— BEGIN —

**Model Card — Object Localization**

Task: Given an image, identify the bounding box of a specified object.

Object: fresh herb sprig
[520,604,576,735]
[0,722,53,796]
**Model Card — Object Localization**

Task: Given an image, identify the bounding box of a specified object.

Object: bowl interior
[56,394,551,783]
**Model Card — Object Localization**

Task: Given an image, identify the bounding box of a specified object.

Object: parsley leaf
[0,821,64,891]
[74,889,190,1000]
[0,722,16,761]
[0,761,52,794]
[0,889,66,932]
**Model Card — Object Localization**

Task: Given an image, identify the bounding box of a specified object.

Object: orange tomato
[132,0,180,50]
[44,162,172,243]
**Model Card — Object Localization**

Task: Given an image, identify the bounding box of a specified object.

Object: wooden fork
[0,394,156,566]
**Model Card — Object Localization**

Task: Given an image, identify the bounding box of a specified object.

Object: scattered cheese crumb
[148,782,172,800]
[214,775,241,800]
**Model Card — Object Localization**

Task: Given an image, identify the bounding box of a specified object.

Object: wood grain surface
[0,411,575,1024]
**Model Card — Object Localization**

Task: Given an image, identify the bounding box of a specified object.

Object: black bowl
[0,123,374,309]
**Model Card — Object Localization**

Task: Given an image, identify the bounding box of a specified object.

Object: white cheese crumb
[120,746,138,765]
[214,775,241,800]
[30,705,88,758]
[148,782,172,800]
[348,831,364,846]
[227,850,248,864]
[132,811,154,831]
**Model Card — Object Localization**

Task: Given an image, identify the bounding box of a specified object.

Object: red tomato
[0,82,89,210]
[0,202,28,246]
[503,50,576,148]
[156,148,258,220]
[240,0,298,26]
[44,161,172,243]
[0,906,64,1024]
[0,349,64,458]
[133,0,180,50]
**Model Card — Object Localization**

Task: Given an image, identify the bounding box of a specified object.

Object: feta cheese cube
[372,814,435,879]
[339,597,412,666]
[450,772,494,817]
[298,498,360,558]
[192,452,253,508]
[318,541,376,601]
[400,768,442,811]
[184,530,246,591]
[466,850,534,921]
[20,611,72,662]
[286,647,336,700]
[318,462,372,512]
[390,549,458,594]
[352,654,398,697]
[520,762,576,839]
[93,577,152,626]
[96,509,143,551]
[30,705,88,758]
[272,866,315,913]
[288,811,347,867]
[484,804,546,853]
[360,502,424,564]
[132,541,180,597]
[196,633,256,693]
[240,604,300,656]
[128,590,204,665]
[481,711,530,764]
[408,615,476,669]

— END —

**What this task involves:** Put every line of the listing above into a JSON list of strings, one string per line, and leave out the blank lines.

**Final answer:**
[
  "**Model Card — Object Localization**",
  "Task: Given an image, identify the bounding box of a specified object.",
  "Object: fresh herb sprig",
  "[520,604,576,735]",
  "[0,722,53,796]",
  "**Model Card — Object Localization**",
  "Task: Given an image, identify the bounding box of a specified object.",
  "Object: bowl interior",
  "[56,394,551,783]",
  "**Model Card — Object Localization**",
  "Task: Given an image, identify the bounding box of a specified object.",
  "Object: parsley leaf",
  "[0,821,64,891]",
  "[74,889,190,1000]",
  "[0,722,16,761]",
  "[0,761,52,794]",
  "[0,889,66,932]",
  "**Model Card — Object Localization**",
  "Task: Given an image, identify the bounding box of a specified object.",
  "Object: orange tomato",
  "[132,0,180,50]",
  "[44,162,172,243]",
  "**Model Card — Object Localization**",
  "Task: Given an image, identify the bounding box of a specified object.",
  "Object: wooden fork",
  "[0,394,156,566]",
  "**Model Card — Object Localization**",
  "Task: Given an image, identify the bounding box of a specified object.",
  "Object: scattered cheese crumb",
  "[148,782,172,800]",
  "[214,775,241,800]",
  "**Model Card — Object Localization**",
  "Task: Given an image, identify the bounding box of a specified object.",
  "Object: wood grain surface",
  "[0,411,575,1024]",
  "**Model Card — Object Localization**",
  "Task: Given an image, identify the bounding box of a specified object.",
  "Object: black bowl",
  "[0,123,374,309]",
  "**Model Card — Object Localization**",
  "Task: Given an image, identify the bounding box of a specified object.",
  "Object: white cheese crumb",
  "[120,746,138,765]",
  "[214,775,241,800]",
  "[30,705,88,758]",
  "[148,782,172,800]",
  "[348,831,364,846]",
  "[227,850,248,864]",
  "[132,811,154,831]",
  "**Model Card — Object Localization**",
  "Task: Given an image, identify the bounding box of a specified object.",
  "Object: red tomato",
  "[0,82,89,210]",
  "[0,202,28,246]",
  "[503,50,576,148]",
  "[156,148,258,220]",
  "[240,0,298,26]",
  "[44,161,172,243]",
  "[0,906,64,1024]",
  "[0,349,64,458]",
  "[133,0,180,50]",
  "**Model Card — Object Localization**",
  "Task: Given an image, identify the bounding box of a specified object.",
  "Object: feta cheese cube",
  "[372,814,435,879]",
  "[339,597,412,666]",
  "[450,772,494,817]",
  "[298,498,360,558]",
  "[192,452,253,508]",
  "[318,541,376,601]",
  "[400,768,442,811]",
  "[184,530,246,591]",
  "[466,850,534,921]",
  "[20,611,72,662]",
  "[286,647,336,700]",
  "[318,462,372,512]",
  "[390,549,458,594]",
  "[352,654,398,697]",
  "[520,762,576,839]",
  "[93,577,152,626]",
  "[96,509,143,551]",
  "[30,705,88,758]",
  "[272,866,315,913]",
  "[288,811,347,867]",
  "[484,804,546,853]",
  "[360,502,424,564]",
  "[132,541,180,597]",
  "[196,633,256,693]",
  "[240,604,300,656]",
  "[128,590,204,665]",
  "[481,711,530,764]",
  "[408,615,476,669]"
]